Task details:
Faithfully repeat all of the records, as they are written below.
=-=-=-=-=
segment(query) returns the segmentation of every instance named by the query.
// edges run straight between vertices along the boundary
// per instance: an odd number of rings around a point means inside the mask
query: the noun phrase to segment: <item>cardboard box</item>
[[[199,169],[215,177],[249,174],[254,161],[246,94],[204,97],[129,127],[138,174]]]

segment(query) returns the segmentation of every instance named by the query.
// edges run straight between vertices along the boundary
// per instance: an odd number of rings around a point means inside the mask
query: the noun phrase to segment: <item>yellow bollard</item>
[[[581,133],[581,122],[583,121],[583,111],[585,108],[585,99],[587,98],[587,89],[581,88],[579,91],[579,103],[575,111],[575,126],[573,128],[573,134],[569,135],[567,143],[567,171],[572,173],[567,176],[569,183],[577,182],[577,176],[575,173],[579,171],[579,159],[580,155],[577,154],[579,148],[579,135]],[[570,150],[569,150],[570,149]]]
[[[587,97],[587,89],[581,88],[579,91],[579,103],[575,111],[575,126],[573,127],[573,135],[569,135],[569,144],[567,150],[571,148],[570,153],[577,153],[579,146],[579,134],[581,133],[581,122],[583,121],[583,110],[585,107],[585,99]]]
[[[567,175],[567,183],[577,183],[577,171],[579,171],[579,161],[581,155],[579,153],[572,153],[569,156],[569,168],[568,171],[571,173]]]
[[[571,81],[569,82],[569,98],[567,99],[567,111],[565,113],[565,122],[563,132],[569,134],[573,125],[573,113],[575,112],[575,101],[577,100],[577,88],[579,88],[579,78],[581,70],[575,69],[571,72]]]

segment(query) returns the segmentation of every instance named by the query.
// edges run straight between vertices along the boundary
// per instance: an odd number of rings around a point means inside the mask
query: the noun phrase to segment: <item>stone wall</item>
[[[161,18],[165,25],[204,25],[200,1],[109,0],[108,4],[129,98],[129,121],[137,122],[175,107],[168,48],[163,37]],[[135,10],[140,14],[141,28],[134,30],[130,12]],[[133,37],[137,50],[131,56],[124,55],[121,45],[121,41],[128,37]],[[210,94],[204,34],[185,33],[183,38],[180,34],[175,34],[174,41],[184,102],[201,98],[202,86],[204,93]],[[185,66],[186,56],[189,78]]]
=-=-=-=-=
Finished task:
segment(query) returns the segmentation of every instance named by the query.
// edges run straight between vertices along the boundary
// per instance: an odd number of rings around a point means inside the mask
query: the noun phrase to segment: <item>cardboard box</item>
[[[199,169],[215,177],[249,174],[254,161],[246,94],[204,97],[129,127],[138,174]]]

segment(query) returns the segmentation of every instance named by the query.
// edges run straight between vertices along the boundary
// per instance: an odd number of rings around a point means inside the mask
query: the noun phrase to segment: <item>yellow bollard</item>
[[[581,133],[581,122],[583,121],[583,111],[585,108],[585,99],[587,98],[587,89],[581,88],[579,91],[579,103],[575,111],[575,126],[573,128],[573,134],[569,135],[567,143],[567,171],[572,173],[567,176],[569,183],[577,182],[577,176],[575,173],[579,171],[579,159],[580,155],[577,154],[579,148],[579,135]],[[570,150],[569,150],[570,149]]]
[[[587,97],[587,89],[581,88],[579,91],[579,103],[575,111],[575,126],[573,127],[573,135],[569,135],[569,144],[567,150],[571,148],[570,153],[577,153],[579,146],[579,134],[581,133],[581,122],[583,121],[583,110],[585,107],[585,99]]]
[[[567,175],[567,183],[577,183],[577,171],[579,171],[579,161],[581,155],[579,153],[572,153],[569,156],[569,168],[568,171],[571,173]]]
[[[571,81],[569,82],[569,98],[567,99],[567,111],[565,113],[565,122],[563,132],[569,134],[573,125],[573,113],[575,112],[575,101],[577,100],[577,88],[579,88],[579,78],[581,70],[575,69],[571,72]]]

segment(query) returns the segmentation of every instance named by the query.
// edges run straight between vertices along the boundary
// per instance: an odd number of rings around a point means inside the mask
query: the noun phrase to segment: <item>stone wall</item>
[[[161,18],[165,25],[204,25],[200,1],[109,0],[108,4],[129,98],[129,121],[137,122],[175,107],[168,48],[163,37]],[[135,10],[140,14],[141,28],[134,30],[130,12]],[[133,37],[137,50],[131,56],[124,55],[121,45],[121,41],[128,37]],[[210,94],[204,34],[185,33],[183,38],[180,34],[175,34],[174,41],[184,102],[201,98],[202,86],[204,93]],[[185,66],[186,56],[189,78]]]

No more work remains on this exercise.